**Description of the task:**
Show every line of the entries below that contains the word "dark". Treat uppercase and lowercase as distinct when matching.

**Record excerpts:**
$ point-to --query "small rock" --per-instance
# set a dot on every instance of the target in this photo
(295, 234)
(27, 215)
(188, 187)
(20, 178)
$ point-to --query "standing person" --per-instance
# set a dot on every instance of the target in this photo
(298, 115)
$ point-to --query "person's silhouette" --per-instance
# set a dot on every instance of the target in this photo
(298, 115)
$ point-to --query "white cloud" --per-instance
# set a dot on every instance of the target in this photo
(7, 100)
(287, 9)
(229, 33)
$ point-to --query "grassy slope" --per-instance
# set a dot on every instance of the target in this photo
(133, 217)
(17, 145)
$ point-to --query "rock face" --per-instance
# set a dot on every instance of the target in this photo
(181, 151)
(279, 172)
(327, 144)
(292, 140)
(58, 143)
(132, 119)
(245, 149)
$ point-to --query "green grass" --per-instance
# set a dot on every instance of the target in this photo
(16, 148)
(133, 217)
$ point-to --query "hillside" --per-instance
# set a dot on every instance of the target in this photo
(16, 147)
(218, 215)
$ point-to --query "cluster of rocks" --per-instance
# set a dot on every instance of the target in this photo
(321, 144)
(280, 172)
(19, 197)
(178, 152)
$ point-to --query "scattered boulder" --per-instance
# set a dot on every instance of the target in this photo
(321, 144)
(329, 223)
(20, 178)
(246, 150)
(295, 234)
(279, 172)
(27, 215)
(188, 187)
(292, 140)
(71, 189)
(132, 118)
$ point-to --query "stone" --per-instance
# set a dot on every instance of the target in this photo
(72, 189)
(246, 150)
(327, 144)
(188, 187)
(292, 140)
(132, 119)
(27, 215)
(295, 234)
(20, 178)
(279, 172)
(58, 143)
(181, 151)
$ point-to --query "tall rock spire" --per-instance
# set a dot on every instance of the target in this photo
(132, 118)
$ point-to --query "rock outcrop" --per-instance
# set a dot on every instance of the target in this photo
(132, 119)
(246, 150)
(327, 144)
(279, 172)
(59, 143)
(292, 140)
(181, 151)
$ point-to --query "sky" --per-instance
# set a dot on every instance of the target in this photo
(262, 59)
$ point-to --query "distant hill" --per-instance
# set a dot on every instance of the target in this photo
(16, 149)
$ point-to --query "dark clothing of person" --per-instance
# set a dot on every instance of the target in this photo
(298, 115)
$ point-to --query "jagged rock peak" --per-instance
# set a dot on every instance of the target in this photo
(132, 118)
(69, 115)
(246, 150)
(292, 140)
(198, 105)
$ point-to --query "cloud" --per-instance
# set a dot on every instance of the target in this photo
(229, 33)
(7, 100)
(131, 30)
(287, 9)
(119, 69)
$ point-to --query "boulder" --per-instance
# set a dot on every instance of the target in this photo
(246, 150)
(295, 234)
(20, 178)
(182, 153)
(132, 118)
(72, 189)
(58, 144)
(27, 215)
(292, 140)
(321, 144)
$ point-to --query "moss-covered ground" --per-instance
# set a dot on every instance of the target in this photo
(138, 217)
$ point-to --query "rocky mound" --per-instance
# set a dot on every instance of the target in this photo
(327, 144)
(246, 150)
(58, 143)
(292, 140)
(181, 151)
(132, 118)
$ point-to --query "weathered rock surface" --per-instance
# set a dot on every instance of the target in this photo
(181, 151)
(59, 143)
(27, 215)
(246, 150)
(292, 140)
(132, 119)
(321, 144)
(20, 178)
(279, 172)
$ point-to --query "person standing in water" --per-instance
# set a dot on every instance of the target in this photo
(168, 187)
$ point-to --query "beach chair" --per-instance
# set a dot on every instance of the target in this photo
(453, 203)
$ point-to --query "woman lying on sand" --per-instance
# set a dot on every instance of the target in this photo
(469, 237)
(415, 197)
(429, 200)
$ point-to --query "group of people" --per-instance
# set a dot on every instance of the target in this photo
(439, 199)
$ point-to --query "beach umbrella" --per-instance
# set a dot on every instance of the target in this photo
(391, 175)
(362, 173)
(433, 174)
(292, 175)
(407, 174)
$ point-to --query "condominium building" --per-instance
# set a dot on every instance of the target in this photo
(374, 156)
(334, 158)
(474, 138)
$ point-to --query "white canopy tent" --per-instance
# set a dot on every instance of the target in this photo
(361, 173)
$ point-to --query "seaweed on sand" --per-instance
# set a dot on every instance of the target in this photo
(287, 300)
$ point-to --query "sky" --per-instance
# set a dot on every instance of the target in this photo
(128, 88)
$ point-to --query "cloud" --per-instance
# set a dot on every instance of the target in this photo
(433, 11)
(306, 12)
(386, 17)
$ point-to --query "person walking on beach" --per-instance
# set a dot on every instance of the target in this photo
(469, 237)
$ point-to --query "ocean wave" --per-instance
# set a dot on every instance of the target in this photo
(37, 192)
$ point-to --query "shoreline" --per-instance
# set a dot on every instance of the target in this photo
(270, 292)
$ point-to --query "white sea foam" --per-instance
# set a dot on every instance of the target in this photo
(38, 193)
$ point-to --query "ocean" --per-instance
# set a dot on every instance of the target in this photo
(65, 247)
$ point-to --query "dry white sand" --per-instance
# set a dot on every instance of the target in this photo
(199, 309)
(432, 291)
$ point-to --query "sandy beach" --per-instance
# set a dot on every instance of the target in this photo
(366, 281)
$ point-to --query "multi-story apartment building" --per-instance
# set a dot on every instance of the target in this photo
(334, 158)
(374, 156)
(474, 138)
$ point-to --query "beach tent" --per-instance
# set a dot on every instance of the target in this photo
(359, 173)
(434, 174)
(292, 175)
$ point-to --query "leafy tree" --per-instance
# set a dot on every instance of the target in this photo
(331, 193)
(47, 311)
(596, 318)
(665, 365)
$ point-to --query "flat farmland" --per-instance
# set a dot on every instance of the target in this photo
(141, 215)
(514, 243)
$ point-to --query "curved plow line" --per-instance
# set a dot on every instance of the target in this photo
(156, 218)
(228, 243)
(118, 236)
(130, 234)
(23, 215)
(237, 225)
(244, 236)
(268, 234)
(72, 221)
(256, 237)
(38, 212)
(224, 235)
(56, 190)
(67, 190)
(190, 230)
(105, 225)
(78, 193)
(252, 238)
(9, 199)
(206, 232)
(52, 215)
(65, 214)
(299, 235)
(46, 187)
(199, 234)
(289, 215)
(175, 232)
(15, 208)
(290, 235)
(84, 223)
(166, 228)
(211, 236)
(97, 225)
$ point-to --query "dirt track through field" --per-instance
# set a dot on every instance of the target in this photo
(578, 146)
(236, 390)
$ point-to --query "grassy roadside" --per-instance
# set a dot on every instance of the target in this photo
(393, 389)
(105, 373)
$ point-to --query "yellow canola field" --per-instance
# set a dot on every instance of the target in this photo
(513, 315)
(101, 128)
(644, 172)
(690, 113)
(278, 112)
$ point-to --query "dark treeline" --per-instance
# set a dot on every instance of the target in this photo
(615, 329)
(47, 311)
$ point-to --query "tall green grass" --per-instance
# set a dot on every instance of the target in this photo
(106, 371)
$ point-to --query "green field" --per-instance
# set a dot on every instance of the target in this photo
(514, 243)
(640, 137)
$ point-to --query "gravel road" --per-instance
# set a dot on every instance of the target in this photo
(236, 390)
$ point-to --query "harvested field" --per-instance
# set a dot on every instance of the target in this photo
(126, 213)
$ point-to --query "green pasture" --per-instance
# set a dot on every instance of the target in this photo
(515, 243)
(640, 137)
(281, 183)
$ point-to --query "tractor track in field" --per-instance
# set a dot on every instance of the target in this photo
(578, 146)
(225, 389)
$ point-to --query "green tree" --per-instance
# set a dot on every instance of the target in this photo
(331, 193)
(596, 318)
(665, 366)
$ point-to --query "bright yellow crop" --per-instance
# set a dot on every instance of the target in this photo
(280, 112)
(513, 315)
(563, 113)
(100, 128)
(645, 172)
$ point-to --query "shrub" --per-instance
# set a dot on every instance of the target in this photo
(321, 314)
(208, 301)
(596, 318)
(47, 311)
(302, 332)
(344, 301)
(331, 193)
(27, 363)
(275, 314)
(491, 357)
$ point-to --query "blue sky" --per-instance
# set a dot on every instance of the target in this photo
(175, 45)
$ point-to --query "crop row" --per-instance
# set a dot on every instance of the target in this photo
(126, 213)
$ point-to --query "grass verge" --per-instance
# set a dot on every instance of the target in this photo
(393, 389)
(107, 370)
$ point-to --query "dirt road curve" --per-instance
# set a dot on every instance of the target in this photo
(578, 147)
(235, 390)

**Solution to this task:**
$ point-to --query "dark clothing of person" --per-instance
$ point-to --query "dark treeline" --per-instance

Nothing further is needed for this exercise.